[Problem]: In everything from the start of the lines down to the line containing "box: [16, 80, 153, 178]", change "clicks" to "points" and give those lines again with nothing else altered.

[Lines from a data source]
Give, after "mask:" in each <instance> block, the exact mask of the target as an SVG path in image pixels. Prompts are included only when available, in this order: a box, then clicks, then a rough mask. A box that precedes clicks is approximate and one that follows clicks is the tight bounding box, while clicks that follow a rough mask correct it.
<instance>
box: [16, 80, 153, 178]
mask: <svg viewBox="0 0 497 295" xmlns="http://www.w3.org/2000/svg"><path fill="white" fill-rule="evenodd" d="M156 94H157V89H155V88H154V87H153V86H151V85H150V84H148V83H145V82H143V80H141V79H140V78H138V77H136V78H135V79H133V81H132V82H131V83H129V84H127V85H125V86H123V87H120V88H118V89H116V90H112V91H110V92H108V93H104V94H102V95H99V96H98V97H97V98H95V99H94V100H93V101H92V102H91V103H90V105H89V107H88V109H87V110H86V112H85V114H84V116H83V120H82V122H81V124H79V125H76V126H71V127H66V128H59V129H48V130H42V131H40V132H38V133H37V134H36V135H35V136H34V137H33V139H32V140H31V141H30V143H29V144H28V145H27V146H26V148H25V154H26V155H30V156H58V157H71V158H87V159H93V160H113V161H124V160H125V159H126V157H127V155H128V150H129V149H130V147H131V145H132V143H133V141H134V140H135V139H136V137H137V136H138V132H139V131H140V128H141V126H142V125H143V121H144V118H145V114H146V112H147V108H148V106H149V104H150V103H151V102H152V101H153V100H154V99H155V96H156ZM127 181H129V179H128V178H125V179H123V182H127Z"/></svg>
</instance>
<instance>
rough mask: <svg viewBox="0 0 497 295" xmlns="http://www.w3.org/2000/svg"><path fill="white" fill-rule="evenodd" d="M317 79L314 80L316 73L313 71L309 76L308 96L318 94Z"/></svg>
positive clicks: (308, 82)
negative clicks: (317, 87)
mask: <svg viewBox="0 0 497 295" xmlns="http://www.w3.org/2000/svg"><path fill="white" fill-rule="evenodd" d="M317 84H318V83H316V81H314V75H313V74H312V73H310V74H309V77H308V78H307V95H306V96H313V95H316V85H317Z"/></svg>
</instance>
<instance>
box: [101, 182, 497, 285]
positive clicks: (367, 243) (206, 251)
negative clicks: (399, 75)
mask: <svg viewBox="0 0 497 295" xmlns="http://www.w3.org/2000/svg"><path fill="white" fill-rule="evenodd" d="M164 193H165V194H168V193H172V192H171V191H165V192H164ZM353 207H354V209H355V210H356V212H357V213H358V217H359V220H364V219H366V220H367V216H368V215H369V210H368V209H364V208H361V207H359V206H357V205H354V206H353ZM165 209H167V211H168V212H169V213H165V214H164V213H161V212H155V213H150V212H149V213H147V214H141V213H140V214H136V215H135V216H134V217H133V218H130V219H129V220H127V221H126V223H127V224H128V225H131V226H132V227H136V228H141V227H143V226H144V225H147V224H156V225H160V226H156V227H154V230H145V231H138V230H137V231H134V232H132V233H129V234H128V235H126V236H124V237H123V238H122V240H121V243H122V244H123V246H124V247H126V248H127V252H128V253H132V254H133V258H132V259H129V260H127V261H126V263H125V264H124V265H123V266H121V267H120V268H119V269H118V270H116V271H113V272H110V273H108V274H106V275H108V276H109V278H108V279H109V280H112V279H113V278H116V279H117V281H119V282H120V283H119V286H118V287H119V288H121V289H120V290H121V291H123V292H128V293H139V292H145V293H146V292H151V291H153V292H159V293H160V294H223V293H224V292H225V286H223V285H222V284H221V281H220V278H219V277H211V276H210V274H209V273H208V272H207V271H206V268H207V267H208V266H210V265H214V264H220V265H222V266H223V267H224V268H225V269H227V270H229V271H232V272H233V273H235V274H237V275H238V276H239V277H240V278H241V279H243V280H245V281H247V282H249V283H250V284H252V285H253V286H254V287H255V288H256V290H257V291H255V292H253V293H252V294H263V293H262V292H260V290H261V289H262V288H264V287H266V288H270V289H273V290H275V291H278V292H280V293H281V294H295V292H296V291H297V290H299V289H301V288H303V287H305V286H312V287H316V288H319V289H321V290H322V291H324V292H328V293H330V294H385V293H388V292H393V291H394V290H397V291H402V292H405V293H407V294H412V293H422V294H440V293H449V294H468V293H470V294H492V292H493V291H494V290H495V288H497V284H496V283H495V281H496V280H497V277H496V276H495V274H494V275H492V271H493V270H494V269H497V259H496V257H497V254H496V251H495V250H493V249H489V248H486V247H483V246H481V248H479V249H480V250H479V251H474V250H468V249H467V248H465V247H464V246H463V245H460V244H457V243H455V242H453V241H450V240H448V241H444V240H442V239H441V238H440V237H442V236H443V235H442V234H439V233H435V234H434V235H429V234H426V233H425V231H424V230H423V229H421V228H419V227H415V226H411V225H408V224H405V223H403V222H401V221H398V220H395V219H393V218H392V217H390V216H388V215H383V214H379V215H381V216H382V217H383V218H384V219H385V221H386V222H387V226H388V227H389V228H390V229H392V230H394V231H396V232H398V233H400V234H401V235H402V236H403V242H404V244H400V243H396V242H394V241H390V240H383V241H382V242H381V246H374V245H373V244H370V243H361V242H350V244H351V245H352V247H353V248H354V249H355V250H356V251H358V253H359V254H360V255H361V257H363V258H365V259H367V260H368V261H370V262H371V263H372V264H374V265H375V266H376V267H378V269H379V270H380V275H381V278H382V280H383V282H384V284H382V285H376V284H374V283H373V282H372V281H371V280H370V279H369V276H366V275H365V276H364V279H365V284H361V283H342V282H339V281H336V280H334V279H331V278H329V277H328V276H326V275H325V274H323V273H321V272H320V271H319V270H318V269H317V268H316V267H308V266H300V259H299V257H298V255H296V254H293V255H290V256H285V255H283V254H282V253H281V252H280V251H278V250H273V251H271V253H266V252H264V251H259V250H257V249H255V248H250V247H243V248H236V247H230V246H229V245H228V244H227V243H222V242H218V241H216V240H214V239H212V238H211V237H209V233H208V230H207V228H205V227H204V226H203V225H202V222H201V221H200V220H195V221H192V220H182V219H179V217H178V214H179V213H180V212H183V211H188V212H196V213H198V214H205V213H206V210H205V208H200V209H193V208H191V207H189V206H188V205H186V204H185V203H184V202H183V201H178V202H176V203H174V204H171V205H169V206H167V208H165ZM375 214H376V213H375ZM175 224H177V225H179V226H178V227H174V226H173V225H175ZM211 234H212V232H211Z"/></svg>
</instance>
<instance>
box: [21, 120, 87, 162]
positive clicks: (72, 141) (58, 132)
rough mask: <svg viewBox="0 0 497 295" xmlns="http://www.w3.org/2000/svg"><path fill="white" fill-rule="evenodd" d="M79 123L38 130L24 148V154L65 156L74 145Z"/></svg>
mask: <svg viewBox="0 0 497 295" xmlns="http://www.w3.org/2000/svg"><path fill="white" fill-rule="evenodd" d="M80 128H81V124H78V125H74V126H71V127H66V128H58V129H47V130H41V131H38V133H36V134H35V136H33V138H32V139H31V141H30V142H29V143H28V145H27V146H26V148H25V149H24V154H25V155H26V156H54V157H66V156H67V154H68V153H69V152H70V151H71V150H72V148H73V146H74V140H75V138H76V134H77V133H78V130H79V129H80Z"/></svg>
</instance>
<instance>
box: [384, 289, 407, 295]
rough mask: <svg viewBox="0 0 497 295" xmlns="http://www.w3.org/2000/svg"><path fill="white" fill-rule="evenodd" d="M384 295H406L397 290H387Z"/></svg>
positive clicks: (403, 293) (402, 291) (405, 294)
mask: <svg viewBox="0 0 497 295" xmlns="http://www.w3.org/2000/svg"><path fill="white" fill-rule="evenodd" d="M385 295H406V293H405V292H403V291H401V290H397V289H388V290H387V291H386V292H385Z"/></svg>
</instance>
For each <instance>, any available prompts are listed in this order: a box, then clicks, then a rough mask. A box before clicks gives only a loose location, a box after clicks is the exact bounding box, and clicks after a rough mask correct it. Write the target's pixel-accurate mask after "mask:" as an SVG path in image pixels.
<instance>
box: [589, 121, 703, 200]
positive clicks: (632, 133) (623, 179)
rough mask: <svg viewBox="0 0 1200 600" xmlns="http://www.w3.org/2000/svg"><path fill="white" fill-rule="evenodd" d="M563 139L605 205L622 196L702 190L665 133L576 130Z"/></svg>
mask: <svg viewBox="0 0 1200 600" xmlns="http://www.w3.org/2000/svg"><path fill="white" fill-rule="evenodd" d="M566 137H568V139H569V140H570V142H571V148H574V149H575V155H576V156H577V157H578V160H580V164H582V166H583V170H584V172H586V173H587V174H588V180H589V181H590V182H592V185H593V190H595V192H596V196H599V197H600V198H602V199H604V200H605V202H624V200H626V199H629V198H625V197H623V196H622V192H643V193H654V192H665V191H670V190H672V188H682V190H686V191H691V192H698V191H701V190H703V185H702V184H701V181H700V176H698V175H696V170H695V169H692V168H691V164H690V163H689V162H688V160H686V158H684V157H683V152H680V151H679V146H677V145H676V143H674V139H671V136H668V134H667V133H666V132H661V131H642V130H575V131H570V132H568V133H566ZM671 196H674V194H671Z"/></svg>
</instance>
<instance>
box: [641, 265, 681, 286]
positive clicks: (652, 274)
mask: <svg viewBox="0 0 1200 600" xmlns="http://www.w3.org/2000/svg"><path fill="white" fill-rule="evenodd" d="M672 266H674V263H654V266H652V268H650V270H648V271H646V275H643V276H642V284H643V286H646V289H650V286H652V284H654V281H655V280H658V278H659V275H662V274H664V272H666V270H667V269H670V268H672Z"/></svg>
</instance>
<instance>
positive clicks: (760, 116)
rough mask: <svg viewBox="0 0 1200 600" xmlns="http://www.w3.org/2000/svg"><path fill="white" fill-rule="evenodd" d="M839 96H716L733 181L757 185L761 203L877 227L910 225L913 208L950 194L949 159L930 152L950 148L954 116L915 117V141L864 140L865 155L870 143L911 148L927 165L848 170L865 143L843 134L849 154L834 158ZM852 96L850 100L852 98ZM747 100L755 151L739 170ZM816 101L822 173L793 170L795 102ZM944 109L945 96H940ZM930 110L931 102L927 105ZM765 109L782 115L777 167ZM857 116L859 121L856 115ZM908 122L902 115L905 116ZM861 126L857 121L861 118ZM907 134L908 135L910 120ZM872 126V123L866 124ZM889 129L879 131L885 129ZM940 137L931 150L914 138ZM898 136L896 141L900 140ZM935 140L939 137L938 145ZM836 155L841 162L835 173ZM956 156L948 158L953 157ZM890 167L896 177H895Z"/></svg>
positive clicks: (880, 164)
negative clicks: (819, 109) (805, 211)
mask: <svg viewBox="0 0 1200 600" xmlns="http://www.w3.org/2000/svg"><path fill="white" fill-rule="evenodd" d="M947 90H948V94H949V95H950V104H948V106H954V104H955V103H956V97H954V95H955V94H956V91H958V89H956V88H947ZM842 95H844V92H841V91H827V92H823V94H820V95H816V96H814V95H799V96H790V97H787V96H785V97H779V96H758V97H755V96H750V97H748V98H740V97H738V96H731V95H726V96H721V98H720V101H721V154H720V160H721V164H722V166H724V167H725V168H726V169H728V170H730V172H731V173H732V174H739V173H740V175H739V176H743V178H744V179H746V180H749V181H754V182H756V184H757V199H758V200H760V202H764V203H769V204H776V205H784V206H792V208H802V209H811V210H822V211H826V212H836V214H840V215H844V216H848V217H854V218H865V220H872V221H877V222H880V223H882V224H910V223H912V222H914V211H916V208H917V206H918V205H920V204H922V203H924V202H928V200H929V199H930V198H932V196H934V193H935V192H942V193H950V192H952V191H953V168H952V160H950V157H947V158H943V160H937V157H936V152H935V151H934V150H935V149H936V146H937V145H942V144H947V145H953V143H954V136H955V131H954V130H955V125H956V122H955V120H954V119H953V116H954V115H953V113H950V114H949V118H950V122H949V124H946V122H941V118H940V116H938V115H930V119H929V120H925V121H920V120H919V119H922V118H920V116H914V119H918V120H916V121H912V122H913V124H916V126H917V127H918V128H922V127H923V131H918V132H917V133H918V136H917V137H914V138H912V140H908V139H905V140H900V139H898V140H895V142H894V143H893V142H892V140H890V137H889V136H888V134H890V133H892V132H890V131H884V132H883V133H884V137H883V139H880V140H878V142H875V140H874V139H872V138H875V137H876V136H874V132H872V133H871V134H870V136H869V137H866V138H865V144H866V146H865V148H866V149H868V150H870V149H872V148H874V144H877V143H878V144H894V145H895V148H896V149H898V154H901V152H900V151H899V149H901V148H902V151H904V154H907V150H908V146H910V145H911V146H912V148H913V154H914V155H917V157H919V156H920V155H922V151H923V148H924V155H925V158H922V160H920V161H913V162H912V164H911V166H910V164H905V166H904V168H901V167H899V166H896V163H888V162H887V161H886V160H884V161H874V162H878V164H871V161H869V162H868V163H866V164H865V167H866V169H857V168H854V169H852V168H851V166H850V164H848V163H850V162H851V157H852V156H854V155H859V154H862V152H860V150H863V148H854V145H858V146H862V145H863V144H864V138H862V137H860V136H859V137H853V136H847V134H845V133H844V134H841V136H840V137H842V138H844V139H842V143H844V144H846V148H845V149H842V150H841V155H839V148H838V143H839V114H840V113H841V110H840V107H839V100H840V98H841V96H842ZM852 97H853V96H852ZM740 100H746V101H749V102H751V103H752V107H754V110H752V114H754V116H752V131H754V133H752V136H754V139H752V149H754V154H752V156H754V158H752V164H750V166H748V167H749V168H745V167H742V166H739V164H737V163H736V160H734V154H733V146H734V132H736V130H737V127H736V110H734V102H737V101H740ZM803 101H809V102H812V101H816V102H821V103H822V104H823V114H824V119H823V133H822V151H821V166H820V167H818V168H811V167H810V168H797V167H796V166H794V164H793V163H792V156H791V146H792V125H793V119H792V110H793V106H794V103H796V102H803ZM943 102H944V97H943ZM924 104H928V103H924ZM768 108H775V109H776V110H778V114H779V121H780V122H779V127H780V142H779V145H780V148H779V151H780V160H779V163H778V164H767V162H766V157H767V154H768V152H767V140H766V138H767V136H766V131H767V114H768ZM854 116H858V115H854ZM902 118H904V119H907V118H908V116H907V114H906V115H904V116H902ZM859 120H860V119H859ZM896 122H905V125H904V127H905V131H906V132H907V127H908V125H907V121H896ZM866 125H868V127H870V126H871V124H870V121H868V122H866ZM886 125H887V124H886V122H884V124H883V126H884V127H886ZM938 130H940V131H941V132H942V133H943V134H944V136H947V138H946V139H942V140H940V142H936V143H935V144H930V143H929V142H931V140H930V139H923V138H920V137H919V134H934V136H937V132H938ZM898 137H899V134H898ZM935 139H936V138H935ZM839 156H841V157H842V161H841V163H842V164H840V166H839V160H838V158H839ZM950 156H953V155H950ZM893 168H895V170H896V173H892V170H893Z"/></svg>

[Answer for the task]:
Give, after "mask:" in each <instance> block, the exact mask of the target as an SVG path in image pixels. Prompts are included only when available, in this order: a box, then points, then a rough mask. A box that precedes points is approximate and one that follows points is the tight bounding box, while points that follow a rough mask correct it.
<instance>
box: [16, 80, 153, 178]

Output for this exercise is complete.